### [Exercise]
A word-for-word restatement of every record is required.

### [Dataset excerpts]
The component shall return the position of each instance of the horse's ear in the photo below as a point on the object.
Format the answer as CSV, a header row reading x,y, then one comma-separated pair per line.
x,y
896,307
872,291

### [Result of this exercise]
The component shall return the position of each instance of the horse's ear in the photo below as a point on the object.
Format the answer as CSV, a header row reading x,y, then one comma-separated pair per line.
x,y
896,307
872,291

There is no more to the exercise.